START RECORD EXCERPTS
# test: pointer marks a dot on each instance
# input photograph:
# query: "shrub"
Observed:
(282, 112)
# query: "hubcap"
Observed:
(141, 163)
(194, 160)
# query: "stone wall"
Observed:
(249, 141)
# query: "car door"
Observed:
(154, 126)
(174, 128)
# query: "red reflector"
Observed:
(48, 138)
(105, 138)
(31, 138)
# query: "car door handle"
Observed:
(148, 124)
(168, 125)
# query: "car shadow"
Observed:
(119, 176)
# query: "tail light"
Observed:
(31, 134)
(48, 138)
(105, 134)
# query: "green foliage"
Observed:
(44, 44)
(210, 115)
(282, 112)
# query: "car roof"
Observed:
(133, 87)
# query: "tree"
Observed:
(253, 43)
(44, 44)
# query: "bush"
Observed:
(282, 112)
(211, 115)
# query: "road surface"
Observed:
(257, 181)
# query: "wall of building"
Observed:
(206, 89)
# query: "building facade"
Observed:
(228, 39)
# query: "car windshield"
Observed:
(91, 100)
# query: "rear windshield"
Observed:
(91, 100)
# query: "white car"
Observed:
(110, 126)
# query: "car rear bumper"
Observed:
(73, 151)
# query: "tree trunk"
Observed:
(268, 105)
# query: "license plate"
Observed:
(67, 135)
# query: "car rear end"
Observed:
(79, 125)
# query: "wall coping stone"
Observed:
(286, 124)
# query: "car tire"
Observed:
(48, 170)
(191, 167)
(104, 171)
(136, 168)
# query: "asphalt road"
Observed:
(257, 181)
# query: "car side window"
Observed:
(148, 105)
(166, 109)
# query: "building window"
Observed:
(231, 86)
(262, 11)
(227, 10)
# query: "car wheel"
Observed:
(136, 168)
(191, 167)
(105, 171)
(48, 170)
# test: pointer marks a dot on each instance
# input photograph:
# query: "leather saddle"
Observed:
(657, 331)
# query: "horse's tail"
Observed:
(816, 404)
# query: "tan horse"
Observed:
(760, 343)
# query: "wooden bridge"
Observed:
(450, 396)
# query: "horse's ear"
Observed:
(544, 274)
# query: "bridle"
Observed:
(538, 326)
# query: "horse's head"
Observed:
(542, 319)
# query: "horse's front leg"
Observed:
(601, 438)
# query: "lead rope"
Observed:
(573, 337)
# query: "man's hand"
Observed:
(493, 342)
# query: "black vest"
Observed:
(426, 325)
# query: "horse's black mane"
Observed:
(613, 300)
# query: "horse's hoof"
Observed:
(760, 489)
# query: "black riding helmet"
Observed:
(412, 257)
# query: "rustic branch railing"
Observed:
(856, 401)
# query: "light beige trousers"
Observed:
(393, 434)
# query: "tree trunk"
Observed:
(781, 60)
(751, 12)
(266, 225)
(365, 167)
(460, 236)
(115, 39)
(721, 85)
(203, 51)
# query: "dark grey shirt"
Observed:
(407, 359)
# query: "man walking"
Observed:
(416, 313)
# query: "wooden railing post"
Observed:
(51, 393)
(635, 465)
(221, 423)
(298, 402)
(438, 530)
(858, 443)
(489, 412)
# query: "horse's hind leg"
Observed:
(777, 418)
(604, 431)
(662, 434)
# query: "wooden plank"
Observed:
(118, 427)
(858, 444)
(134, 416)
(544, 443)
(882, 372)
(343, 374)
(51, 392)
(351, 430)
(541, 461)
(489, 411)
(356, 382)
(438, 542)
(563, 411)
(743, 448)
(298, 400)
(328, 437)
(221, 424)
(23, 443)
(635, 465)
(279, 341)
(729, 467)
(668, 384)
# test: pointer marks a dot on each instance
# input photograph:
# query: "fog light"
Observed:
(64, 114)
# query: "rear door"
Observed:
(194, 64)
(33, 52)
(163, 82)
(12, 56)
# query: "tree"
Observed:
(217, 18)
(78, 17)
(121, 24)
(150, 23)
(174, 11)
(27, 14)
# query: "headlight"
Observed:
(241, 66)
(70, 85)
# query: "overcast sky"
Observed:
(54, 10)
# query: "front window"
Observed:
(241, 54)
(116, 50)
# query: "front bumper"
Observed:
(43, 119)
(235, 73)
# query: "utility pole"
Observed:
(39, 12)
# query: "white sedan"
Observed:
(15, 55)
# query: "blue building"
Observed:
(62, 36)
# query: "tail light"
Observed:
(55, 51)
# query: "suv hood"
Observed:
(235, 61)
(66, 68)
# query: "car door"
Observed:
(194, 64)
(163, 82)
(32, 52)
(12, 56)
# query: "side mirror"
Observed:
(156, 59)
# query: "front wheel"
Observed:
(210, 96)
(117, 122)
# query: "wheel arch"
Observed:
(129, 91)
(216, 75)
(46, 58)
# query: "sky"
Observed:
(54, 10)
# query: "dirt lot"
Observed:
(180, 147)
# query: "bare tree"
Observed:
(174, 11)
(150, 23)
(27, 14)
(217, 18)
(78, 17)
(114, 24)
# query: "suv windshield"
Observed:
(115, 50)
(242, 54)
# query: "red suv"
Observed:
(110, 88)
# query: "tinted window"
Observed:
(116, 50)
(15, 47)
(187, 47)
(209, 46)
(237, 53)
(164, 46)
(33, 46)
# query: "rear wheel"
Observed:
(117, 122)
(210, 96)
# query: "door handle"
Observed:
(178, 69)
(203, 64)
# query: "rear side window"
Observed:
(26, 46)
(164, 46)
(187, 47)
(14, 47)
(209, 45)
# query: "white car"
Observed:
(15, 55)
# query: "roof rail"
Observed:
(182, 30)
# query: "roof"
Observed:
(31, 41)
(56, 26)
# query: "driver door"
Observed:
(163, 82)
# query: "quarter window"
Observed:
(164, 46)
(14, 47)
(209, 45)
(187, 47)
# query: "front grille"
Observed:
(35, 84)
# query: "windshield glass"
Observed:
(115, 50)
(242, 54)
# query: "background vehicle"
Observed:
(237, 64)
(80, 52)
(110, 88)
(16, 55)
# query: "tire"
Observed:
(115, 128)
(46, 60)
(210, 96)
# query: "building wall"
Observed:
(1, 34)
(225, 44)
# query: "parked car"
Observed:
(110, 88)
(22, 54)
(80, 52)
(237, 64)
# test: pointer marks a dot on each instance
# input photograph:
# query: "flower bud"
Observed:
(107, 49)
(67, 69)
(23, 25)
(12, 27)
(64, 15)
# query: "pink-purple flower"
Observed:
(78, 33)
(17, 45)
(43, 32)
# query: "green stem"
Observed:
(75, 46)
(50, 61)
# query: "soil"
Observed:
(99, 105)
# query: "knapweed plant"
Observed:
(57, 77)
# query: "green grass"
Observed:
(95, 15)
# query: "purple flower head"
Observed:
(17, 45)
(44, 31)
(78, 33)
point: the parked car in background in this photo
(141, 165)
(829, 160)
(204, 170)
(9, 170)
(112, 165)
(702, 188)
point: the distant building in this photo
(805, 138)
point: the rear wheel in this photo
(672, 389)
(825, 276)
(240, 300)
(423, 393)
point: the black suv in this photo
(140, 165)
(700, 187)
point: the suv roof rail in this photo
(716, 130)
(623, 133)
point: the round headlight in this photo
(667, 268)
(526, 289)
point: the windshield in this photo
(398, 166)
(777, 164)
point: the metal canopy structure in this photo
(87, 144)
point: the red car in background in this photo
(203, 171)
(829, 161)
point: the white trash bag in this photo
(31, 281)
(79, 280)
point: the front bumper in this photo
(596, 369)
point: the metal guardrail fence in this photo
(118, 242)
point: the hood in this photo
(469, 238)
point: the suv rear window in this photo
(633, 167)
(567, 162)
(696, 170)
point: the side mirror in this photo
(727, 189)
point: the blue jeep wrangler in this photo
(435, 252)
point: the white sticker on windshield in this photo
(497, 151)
END RECORD EXCERPTS
#### [ACTION ITEM]
Reproduce the data above in full, keeping it exactly the same.

#### [WRITTEN ANSWER]
# test: pointer marks a dot on each instance
# input photograph:
# query: "shrub"
Observed:
(282, 112)
# query: "hubcap"
Observed:
(141, 163)
(194, 160)
# query: "stone wall"
Observed:
(249, 141)
# query: "car door"
Observed:
(154, 126)
(174, 128)
# query: "red reflector"
Observed:
(48, 138)
(105, 138)
(31, 138)
# query: "car door handle"
Observed:
(148, 124)
(168, 125)
# query: "car shadow"
Observed:
(119, 176)
# query: "tail light"
Observed:
(31, 134)
(48, 138)
(105, 134)
# query: "green foliage"
Observed:
(44, 44)
(210, 115)
(282, 112)
# query: "car roof"
Observed:
(133, 87)
# query: "tree"
Observed:
(253, 43)
(44, 44)
# query: "bush"
Observed:
(282, 112)
(211, 115)
# query: "road surface"
Observed:
(257, 181)
# query: "wall of building"
Observed:
(206, 89)
# query: "building facade"
Observed:
(228, 39)
# query: "car windshield"
Observed:
(91, 100)
# query: "rear windshield"
Observed:
(91, 100)
# query: "white car"
Observed:
(110, 126)
# query: "car rear bumper"
Observed:
(73, 151)
# query: "tree trunk"
Observed:
(268, 105)
# query: "license plate"
Observed:
(67, 135)
# query: "car rear end"
Observed:
(79, 125)
# query: "wall coping stone"
Observed:
(286, 124)
# query: "car tire"
Observed:
(48, 170)
(191, 167)
(104, 171)
(136, 168)
# query: "asphalt road"
Observed:
(257, 181)
# query: "car side window"
Observed:
(148, 105)
(166, 109)
# query: "building window"
Observed:
(231, 86)
(262, 11)
(227, 10)
# query: "car wheel"
Observed:
(136, 168)
(191, 167)
(105, 171)
(48, 170)
# test: pointer marks a dot on each instance
# input photograph:
# query: "leather saddle"
Observed:
(657, 331)
# query: "horse's tail"
Observed:
(816, 404)
# query: "tan horse"
Observed:
(760, 343)
# query: "wooden bridge"
Observed:
(450, 396)
# query: "horse's ear"
Observed:
(544, 274)
# query: "bridle"
Observed:
(538, 326)
# query: "horse's head"
Observed:
(542, 319)
# query: "horse's front leg"
Observed:
(601, 438)
# query: "lead rope"
Observed:
(573, 337)
# query: "man's hand"
Observed:
(493, 342)
# query: "black vest"
Observed:
(426, 325)
# query: "horse's black mane"
Observed:
(613, 300)
# query: "horse's hoof"
Observed:
(760, 489)
# query: "black riding helmet"
Observed:
(412, 257)
# query: "rustic branch railing"
Observed:
(856, 401)
# query: "light beige trousers"
Observed:
(393, 434)
# query: "tree trunk"
Observed:
(781, 60)
(751, 12)
(266, 225)
(365, 167)
(460, 236)
(115, 39)
(721, 85)
(203, 51)
# query: "dark grey shirt"
Observed:
(407, 359)
# query: "man walking"
Observed:
(416, 313)
# query: "wooden railing post"
Observed:
(51, 393)
(635, 465)
(221, 423)
(298, 402)
(438, 530)
(858, 443)
(489, 412)
# query: "horse's hind leg"
Observed:
(777, 418)
(604, 431)
(662, 434)
# query: "wooden plank"
Observed:
(118, 427)
(858, 444)
(134, 416)
(544, 443)
(882, 372)
(343, 374)
(51, 392)
(351, 430)
(541, 461)
(489, 411)
(356, 382)
(438, 542)
(563, 411)
(743, 448)
(298, 400)
(328, 437)
(221, 424)
(23, 443)
(635, 465)
(279, 341)
(729, 467)
(668, 384)
# test: pointer marks a dot on each instance
# input photograph:
# query: "fog light"
Observed:
(64, 114)
# query: "rear door"
Observed:
(194, 64)
(33, 52)
(163, 82)
(12, 56)
# query: "tree"
Observed:
(217, 18)
(78, 17)
(121, 24)
(150, 23)
(174, 11)
(27, 14)
# query: "headlight"
Observed:
(241, 66)
(70, 85)
# query: "overcast sky"
Observed:
(54, 10)
# query: "front window"
Observed:
(241, 54)
(116, 50)
# query: "front bumper"
Observed:
(43, 119)
(235, 73)
# query: "utility pole"
Observed:
(39, 12)
# query: "white sedan"
Observed:
(15, 55)
# query: "blue building"
Observed:
(62, 36)
# query: "tail light"
Observed:
(55, 51)
# query: "suv hood"
Observed:
(235, 61)
(66, 68)
# query: "car door"
Observed:
(194, 64)
(163, 82)
(32, 52)
(12, 56)
# query: "side mirror"
Observed:
(156, 59)
# query: "front wheel"
Observed:
(210, 96)
(117, 122)
# query: "wheel arch"
Observed:
(129, 91)
(216, 75)
(46, 58)
# query: "sky"
Observed:
(54, 10)
# query: "dirt lot"
Observed:
(180, 147)
# query: "bare tree"
Observed:
(174, 11)
(150, 23)
(27, 14)
(217, 18)
(78, 17)
(114, 24)
# query: "suv windshield"
Observed:
(115, 50)
(242, 54)
# query: "red suv"
Observed:
(110, 88)
# query: "tinted window"
Observed:
(116, 50)
(15, 47)
(187, 47)
(209, 46)
(237, 53)
(164, 46)
(33, 46)
# query: "rear wheel"
Observed:
(117, 122)
(210, 96)
# query: "door handle"
Observed:
(178, 69)
(203, 64)
# query: "rear side window"
Observed:
(26, 46)
(164, 46)
(187, 47)
(14, 47)
(209, 45)
# query: "white car"
Observed:
(15, 55)
# query: "roof rail"
Observed:
(182, 30)
# query: "roof"
Observed:
(31, 41)
(56, 26)
# query: "driver door"
Observed:
(163, 82)
# query: "quarter window"
Observed:
(164, 46)
(14, 47)
(209, 45)
(187, 47)
# query: "front grille"
Observed:
(35, 84)
# query: "windshield glass"
Observed:
(115, 50)
(242, 54)
# query: "background vehicle"
Observed:
(237, 64)
(80, 52)
(110, 88)
(16, 55)
# query: "tire"
Observed:
(115, 128)
(46, 60)
(210, 96)
# query: "building wall"
Observed:
(1, 34)
(225, 44)
# query: "parked car"
Observed:
(110, 88)
(22, 54)
(80, 52)
(237, 64)
# test: pointer marks a dot on each instance
# input photograph:
# query: "flower bud"
Observed:
(107, 49)
(67, 69)
(23, 25)
(12, 27)
(64, 15)
# query: "pink-purple flower"
Observed:
(78, 33)
(17, 45)
(43, 32)
# query: "green stem"
Observed:
(75, 46)
(50, 61)
# query: "soil"
Observed:
(99, 105)
# query: "knapweed plant"
Observed:
(57, 77)
# query: "green grass"
Observed:
(95, 15)
# query: "purple flower head"
Observed:
(17, 45)
(44, 31)
(78, 33)
point: the parked car in background in this photo
(141, 165)
(829, 160)
(204, 170)
(9, 170)
(112, 165)
(702, 188)
point: the distant building in this photo
(805, 138)
point: the rear wheel in this photo
(672, 389)
(825, 276)
(240, 300)
(423, 393)
point: the black suv in this photo
(140, 165)
(700, 187)
point: the suv roof rail in this photo
(716, 130)
(623, 133)
point: the round headlight in this photo
(667, 268)
(526, 289)
point: the windshield in this photo
(398, 166)
(777, 164)
point: the metal canopy structure in this photo
(87, 144)
point: the red car in background in this photo
(203, 171)
(829, 161)
point: the white trash bag in this photo
(31, 281)
(79, 280)
point: the front bumper in this photo
(596, 369)
point: the metal guardrail fence in this photo
(118, 242)
point: the hood in this photo
(469, 238)
point: the suv rear window in this photo
(633, 167)
(567, 162)
(696, 170)
point: the side mirror in this photo
(727, 189)
point: the blue jeep wrangler in this photo
(435, 252)
point: the white sticker on windshield in this photo
(497, 151)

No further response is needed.